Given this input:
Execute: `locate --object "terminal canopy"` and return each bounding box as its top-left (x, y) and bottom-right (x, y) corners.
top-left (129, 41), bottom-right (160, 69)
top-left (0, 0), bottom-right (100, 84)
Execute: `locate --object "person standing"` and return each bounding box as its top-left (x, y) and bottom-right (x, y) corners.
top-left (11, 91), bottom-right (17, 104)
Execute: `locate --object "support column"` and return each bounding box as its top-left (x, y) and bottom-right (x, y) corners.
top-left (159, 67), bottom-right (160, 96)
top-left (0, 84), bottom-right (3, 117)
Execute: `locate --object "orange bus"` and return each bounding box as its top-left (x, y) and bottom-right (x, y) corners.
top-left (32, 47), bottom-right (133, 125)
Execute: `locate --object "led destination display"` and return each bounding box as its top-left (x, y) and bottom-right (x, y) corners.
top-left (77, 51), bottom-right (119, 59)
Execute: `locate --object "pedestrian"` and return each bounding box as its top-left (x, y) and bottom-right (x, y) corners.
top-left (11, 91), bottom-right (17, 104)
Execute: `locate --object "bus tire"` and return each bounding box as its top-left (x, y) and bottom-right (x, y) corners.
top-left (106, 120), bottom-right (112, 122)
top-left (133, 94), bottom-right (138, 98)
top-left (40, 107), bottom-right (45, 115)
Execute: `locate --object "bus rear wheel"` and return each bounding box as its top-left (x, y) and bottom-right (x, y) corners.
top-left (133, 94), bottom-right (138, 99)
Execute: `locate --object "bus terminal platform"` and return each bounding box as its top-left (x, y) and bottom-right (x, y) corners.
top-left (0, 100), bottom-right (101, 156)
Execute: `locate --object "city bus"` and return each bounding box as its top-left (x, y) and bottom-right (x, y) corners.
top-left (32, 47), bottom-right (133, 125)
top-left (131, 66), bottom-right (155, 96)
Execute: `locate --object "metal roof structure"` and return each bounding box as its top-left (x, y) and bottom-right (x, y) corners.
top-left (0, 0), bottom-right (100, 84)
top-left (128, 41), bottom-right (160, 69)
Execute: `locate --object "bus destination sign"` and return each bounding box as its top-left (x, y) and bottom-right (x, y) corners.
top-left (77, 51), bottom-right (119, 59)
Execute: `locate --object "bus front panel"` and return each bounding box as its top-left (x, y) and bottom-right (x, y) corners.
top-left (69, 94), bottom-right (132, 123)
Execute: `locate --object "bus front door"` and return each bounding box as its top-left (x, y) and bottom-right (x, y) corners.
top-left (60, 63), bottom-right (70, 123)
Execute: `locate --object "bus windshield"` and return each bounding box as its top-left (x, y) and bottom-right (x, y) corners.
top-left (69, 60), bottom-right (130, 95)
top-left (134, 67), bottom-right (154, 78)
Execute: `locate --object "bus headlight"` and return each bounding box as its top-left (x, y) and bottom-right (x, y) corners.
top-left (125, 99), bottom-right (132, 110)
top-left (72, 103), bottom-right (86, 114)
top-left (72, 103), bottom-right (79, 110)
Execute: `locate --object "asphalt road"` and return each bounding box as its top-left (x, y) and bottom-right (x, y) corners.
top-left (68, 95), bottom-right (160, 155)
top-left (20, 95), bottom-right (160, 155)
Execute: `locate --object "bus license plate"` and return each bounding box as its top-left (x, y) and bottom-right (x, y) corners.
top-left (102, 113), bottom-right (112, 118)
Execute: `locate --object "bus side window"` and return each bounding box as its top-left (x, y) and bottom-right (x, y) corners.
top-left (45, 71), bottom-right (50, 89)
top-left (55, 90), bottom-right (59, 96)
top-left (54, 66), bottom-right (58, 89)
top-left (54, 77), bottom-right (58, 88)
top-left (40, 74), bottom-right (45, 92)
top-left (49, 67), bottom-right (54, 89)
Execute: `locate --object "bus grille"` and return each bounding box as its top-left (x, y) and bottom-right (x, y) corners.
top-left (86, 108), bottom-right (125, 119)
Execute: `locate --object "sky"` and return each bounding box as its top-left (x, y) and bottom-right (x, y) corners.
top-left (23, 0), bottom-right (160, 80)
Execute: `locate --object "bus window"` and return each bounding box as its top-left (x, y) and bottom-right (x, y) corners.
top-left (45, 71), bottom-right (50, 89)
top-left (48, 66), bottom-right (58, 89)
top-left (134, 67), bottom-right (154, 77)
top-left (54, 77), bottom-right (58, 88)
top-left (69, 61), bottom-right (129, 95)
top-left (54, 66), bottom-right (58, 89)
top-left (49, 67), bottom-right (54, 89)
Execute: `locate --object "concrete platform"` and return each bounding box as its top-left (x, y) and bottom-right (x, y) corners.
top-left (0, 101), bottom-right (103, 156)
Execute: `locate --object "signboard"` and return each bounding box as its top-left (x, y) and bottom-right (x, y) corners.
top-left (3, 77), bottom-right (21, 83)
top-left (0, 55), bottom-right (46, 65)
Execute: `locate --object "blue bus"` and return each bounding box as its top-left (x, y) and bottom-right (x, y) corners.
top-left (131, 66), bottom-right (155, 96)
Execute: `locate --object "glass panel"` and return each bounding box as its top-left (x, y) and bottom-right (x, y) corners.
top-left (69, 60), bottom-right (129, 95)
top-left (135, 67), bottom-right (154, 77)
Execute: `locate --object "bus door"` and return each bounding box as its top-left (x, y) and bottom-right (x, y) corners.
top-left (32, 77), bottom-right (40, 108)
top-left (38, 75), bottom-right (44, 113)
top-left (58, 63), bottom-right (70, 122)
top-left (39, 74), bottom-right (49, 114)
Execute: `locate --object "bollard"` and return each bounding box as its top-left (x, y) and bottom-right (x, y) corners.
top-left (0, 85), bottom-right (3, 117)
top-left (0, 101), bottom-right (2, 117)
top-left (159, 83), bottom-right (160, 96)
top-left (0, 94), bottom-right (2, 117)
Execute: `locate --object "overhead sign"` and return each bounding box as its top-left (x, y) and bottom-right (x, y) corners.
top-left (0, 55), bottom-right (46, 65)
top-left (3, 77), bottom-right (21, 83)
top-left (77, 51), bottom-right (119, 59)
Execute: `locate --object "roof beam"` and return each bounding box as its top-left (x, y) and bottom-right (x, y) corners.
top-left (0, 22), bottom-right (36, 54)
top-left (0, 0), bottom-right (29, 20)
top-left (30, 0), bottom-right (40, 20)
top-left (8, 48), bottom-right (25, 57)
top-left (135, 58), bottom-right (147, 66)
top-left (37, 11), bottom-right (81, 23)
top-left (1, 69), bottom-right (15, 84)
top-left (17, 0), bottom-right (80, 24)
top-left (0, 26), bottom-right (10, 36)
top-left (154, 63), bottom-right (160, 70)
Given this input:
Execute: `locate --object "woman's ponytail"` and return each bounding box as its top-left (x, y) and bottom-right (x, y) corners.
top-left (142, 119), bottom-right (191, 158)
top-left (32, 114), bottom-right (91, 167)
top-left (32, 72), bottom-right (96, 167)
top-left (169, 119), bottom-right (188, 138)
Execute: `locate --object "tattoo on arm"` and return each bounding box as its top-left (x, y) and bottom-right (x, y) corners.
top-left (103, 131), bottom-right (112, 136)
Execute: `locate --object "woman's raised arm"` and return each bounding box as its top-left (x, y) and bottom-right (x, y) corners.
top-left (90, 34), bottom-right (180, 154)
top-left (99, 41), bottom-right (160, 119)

▬▬▬▬▬▬

*Activity*: When you answer, set down the entries above precisely as they read.

*Answer section*:
Given this input:
Execute: `locate --object "terminal canopy"` and return each bounding box as its top-left (x, y) and bottom-right (x, y) corners.
top-left (129, 41), bottom-right (160, 69)
top-left (0, 0), bottom-right (100, 84)
Execute: `locate --object "person standing"` and return each bounding box as its top-left (x, y) and bottom-right (x, y) corners.
top-left (11, 91), bottom-right (17, 104)
Execute: `locate --object "support column"` and return each bounding box as its top-left (x, y) and bottom-right (x, y) corners.
top-left (159, 67), bottom-right (160, 96)
top-left (0, 84), bottom-right (3, 117)
Execute: `locate --object "orange bus"` and return each bounding box as its top-left (x, y) and bottom-right (x, y) corners.
top-left (32, 47), bottom-right (133, 125)
Execute: `locate --object "led destination display"` and return each bounding box as its top-left (x, y) and bottom-right (x, y) corners.
top-left (77, 51), bottom-right (119, 59)
Execute: `locate --object "pedestrian"` and return each bounding box as its top-left (x, y) and bottom-right (x, y) corners.
top-left (11, 91), bottom-right (17, 104)
Execute: `locate --object "bus tire"` and return each bounding box as its top-left (x, y) and bottom-right (x, y) corners.
top-left (106, 120), bottom-right (112, 122)
top-left (133, 94), bottom-right (138, 98)
top-left (40, 107), bottom-right (45, 115)
Execute: `locate --object "bus rear wheel"` and return each bounding box as its top-left (x, y) and bottom-right (x, y) corners.
top-left (133, 94), bottom-right (138, 99)
Execute: `locate --object "bus terminal platform"` and return each bounding box as its top-left (x, y) and bottom-right (x, y) corners.
top-left (0, 100), bottom-right (101, 156)
Execute: `locate --object "city bus"` and return each bounding box as its top-left (x, y) and bottom-right (x, y) corners.
top-left (32, 47), bottom-right (133, 125)
top-left (131, 66), bottom-right (155, 96)
Execute: `locate --object "metal roof structure"` and return each bounding box as its top-left (x, y) and bottom-right (x, y) corners.
top-left (0, 0), bottom-right (100, 84)
top-left (128, 41), bottom-right (160, 69)
Execute: `locate --object "bus destination sign"` and return each bounding box as its top-left (x, y) and bottom-right (x, y) corners.
top-left (77, 51), bottom-right (119, 59)
Execute: `locate --object "bus front panel"` and return each bounding box as its top-left (x, y) and bottom-right (x, y) corners.
top-left (69, 94), bottom-right (132, 123)
Execute: `locate --object "bus front door"` and return each bounding box as its top-left (x, y) and bottom-right (x, y) corners.
top-left (60, 63), bottom-right (70, 123)
Execute: `locate --object "bus windshield"` and return each bounding box as its top-left (x, y) and bottom-right (x, y) corners.
top-left (69, 60), bottom-right (130, 95)
top-left (134, 67), bottom-right (154, 78)
Execute: `locate --object "bus headlight"` and return each bounding box as its top-left (x, y) and bottom-right (x, y) corners.
top-left (125, 99), bottom-right (132, 110)
top-left (72, 103), bottom-right (86, 114)
top-left (72, 103), bottom-right (79, 110)
Execute: `locate --object "asphalt road"` and return each bounding box as its top-left (x, y) and bottom-right (x, y) corners.
top-left (68, 95), bottom-right (160, 155)
top-left (20, 95), bottom-right (160, 155)
Execute: `locate --object "bus license plate"` and return each bounding box as its top-left (x, y) and bottom-right (x, y) corners.
top-left (102, 113), bottom-right (112, 118)
Execute: `locate --object "bus side window"` and return each bounding box as its top-left (x, y) and bottom-right (x, y) corners.
top-left (45, 71), bottom-right (50, 89)
top-left (55, 90), bottom-right (59, 96)
top-left (54, 66), bottom-right (58, 89)
top-left (54, 77), bottom-right (58, 88)
top-left (40, 74), bottom-right (45, 92)
top-left (49, 67), bottom-right (54, 89)
Execute: `locate --object "bus grille"` and return each bounding box as its top-left (x, y) and bottom-right (x, y) corners.
top-left (86, 108), bottom-right (125, 119)
Execute: `locate --object "sky"` and return each bounding box as its top-left (x, y) and bottom-right (x, y) corners.
top-left (23, 0), bottom-right (160, 80)
Execute: `locate --object "bus window"` and return each bounding box as its top-left (x, y) and bottom-right (x, y) corners.
top-left (45, 71), bottom-right (50, 89)
top-left (48, 66), bottom-right (58, 89)
top-left (134, 67), bottom-right (154, 77)
top-left (54, 77), bottom-right (58, 88)
top-left (69, 61), bottom-right (129, 95)
top-left (54, 66), bottom-right (58, 89)
top-left (49, 67), bottom-right (54, 89)
Execute: `locate --object "concrete platform"` and return each bounding box as its top-left (x, y) and bottom-right (x, y) corners.
top-left (0, 101), bottom-right (103, 156)
Execute: `locate --object "signboard"` and return each bounding box as its top-left (x, y) and bottom-right (x, y) corners.
top-left (3, 77), bottom-right (21, 83)
top-left (0, 55), bottom-right (46, 65)
Execute: `locate --object "blue bus"` and return each bounding box as its top-left (x, y) and bottom-right (x, y) corners.
top-left (131, 66), bottom-right (155, 96)
Execute: `locate --object "glass panel"` and return each bounding box as its top-left (x, y) and bottom-right (x, y) corners.
top-left (69, 60), bottom-right (129, 95)
top-left (135, 67), bottom-right (154, 77)
Execute: `locate --object "bus door"` and return each bounding box as its top-left (x, y) and bottom-right (x, y) corners.
top-left (32, 77), bottom-right (40, 108)
top-left (38, 75), bottom-right (44, 113)
top-left (58, 63), bottom-right (70, 122)
top-left (39, 74), bottom-right (49, 114)
Execute: `locate --object "bollard"` and return each bounding box as its top-left (x, y) and bottom-right (x, y) corners.
top-left (0, 85), bottom-right (3, 117)
top-left (0, 101), bottom-right (2, 117)
top-left (159, 83), bottom-right (160, 96)
top-left (0, 94), bottom-right (2, 117)
Execute: `locate --object "overhead sign"` and return each bounding box as its top-left (x, y) and bottom-right (x, y) corners.
top-left (0, 55), bottom-right (46, 65)
top-left (3, 77), bottom-right (21, 83)
top-left (77, 51), bottom-right (119, 59)
Execute: `locate --object "roof beam"` and return each bounding box as its top-left (x, y) and bottom-right (x, y) corners.
top-left (0, 22), bottom-right (36, 54)
top-left (0, 0), bottom-right (29, 20)
top-left (30, 0), bottom-right (40, 20)
top-left (8, 48), bottom-right (25, 57)
top-left (135, 58), bottom-right (147, 66)
top-left (37, 11), bottom-right (81, 23)
top-left (1, 69), bottom-right (15, 84)
top-left (17, 0), bottom-right (80, 24)
top-left (0, 26), bottom-right (10, 36)
top-left (154, 63), bottom-right (160, 70)
Given this input:
Execute: `locate --object "woman's ponytail"` and return each bounding box as its top-left (x, y) and bottom-right (x, y) corners.
top-left (142, 119), bottom-right (191, 158)
top-left (32, 114), bottom-right (91, 167)
top-left (32, 72), bottom-right (96, 167)
top-left (169, 119), bottom-right (188, 138)
Execute: `locate --object "tattoo on arm"` and return each bounding box as its top-left (x, y) and bottom-right (x, y) corners.
top-left (103, 131), bottom-right (112, 136)
Execute: `locate --object "woman's raised arm"` and return each bounding box as its top-left (x, y) and bottom-right (x, y) corners.
top-left (90, 34), bottom-right (180, 154)
top-left (99, 41), bottom-right (160, 119)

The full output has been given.